══ Records provided

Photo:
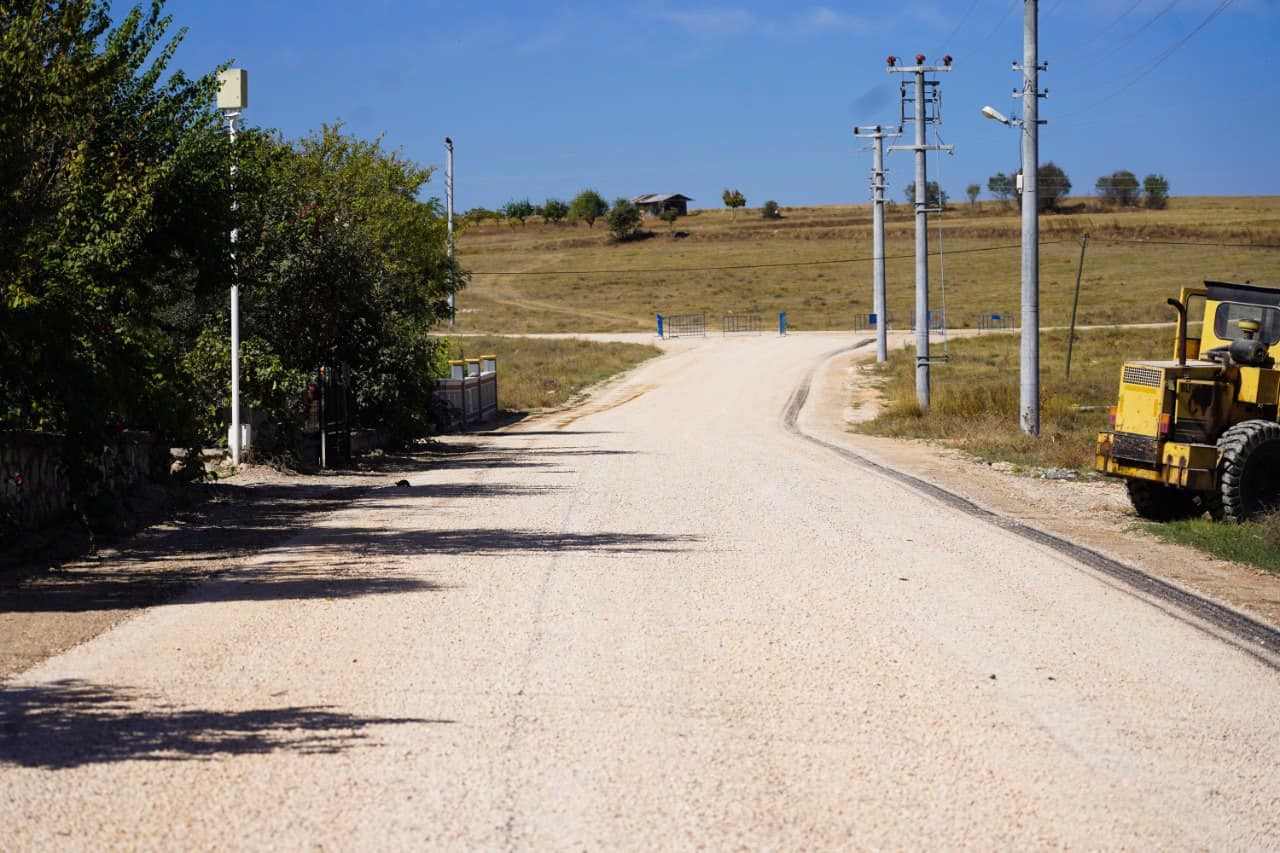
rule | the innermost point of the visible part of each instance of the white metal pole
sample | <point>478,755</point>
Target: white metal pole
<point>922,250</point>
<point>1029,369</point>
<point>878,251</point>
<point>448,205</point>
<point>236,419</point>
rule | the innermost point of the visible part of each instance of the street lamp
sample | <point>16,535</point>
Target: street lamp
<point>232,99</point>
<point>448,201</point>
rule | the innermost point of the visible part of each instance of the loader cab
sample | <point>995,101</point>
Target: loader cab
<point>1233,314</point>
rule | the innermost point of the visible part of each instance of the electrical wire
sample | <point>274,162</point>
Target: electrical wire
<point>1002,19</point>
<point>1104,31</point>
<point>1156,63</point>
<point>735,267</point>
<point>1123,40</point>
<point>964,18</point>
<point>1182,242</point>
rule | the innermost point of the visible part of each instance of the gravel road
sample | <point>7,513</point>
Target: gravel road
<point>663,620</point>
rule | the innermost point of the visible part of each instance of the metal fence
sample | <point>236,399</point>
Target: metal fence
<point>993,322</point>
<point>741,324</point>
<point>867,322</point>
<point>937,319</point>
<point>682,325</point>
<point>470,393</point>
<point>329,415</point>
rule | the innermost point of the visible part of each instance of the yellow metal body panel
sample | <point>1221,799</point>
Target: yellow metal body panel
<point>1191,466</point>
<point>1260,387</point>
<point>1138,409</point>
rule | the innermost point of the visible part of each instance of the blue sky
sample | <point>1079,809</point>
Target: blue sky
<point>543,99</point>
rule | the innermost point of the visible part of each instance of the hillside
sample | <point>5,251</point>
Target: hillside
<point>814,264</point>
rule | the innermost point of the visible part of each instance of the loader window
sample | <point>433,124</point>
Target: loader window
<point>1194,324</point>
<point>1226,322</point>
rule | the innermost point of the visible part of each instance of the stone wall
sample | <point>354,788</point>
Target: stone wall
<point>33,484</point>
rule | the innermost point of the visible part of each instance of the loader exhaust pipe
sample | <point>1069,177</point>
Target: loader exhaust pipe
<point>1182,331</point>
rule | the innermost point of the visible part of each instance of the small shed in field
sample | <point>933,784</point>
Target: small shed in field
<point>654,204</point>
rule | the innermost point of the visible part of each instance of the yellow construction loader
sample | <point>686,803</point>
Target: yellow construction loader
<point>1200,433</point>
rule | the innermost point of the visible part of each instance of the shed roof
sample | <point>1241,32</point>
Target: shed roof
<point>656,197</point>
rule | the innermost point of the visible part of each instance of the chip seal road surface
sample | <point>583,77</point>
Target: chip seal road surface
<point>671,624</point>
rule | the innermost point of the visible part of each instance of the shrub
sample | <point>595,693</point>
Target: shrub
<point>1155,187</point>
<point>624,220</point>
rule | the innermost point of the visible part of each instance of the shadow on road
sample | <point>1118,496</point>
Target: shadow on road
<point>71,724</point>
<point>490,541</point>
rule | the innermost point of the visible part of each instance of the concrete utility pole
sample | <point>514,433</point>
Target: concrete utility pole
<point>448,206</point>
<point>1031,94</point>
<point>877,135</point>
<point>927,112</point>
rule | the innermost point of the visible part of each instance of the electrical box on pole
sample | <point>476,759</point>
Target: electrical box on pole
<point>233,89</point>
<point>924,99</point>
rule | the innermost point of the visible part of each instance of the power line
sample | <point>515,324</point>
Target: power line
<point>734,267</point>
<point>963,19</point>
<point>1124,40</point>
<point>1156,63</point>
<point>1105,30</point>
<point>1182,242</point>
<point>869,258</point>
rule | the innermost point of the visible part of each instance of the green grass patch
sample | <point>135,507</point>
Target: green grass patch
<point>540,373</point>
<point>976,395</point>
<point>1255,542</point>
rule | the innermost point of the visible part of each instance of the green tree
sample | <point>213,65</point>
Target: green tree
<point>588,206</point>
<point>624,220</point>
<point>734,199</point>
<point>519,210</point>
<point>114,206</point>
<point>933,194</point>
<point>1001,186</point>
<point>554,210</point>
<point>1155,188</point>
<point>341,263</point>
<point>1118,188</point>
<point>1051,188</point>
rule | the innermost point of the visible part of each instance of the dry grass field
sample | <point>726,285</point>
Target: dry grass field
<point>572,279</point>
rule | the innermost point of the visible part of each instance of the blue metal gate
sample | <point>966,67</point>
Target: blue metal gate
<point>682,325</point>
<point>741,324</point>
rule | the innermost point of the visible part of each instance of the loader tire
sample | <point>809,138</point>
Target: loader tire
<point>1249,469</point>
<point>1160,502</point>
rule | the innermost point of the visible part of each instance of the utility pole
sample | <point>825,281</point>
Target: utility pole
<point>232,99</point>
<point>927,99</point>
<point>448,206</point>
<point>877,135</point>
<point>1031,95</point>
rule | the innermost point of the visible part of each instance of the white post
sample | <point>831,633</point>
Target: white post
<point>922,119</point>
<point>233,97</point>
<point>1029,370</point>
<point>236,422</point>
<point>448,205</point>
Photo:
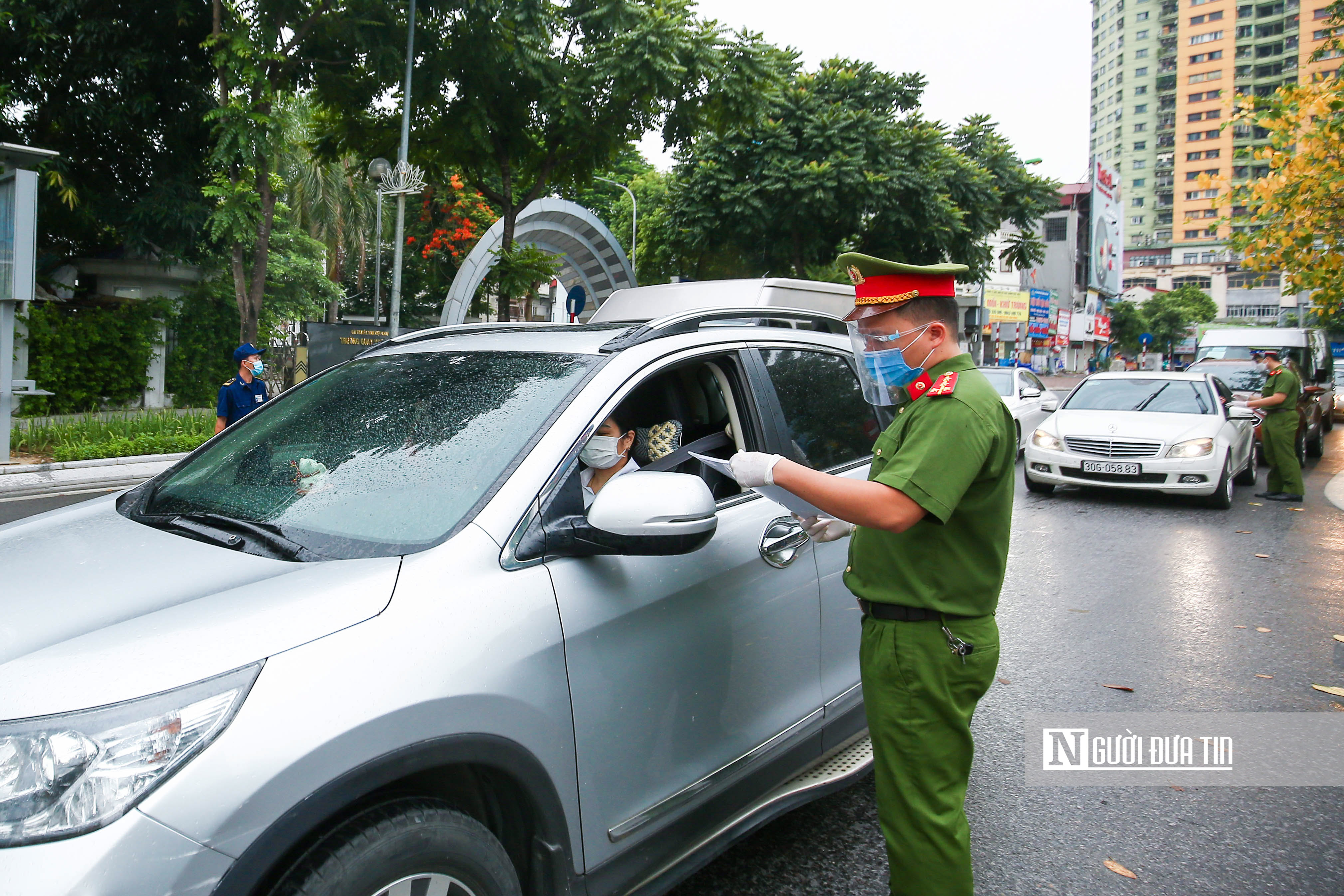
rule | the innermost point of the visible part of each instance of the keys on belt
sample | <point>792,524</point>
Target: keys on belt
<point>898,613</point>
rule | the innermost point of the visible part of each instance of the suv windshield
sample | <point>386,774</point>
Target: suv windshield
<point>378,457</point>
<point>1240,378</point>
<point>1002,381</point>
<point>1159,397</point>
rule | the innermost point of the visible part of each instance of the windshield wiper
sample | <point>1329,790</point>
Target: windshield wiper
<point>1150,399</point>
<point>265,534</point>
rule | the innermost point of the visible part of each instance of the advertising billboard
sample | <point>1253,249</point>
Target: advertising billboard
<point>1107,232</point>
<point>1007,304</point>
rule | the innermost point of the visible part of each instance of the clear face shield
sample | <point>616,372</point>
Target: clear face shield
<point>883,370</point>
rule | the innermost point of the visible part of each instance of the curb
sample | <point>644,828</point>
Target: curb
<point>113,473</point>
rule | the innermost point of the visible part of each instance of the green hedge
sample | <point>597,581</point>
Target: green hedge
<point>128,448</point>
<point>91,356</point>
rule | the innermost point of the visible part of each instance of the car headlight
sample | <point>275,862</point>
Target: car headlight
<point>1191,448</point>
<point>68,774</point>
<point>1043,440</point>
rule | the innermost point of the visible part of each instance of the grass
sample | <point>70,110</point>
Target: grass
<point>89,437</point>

════

Problem details:
Reproduce, without any change, every line above from the one containing "the green tree" down to the one containing "<point>1160,502</point>", including both of those lines.

Task result:
rule | the innermost point of the visible part of each instance of the green tree
sample | <point>213,65</point>
Target: green tree
<point>588,206</point>
<point>624,220</point>
<point>734,199</point>
<point>519,210</point>
<point>114,206</point>
<point>933,194</point>
<point>1001,186</point>
<point>554,210</point>
<point>1155,188</point>
<point>341,263</point>
<point>1118,188</point>
<point>1051,188</point>
rule | the innermost point of the visible part of each instance of the dry grass field
sample | <point>726,285</point>
Target: dry grass field
<point>572,279</point>
rule | the innermost point of the visible part of each instance of the blue metal gate
sample | <point>966,67</point>
Target: blue metal gate
<point>682,325</point>
<point>741,324</point>
rule | the innermost point of the visible part of each instance of the loader tire
sample | <point>809,138</point>
Target: loader tire
<point>1249,469</point>
<point>1160,502</point>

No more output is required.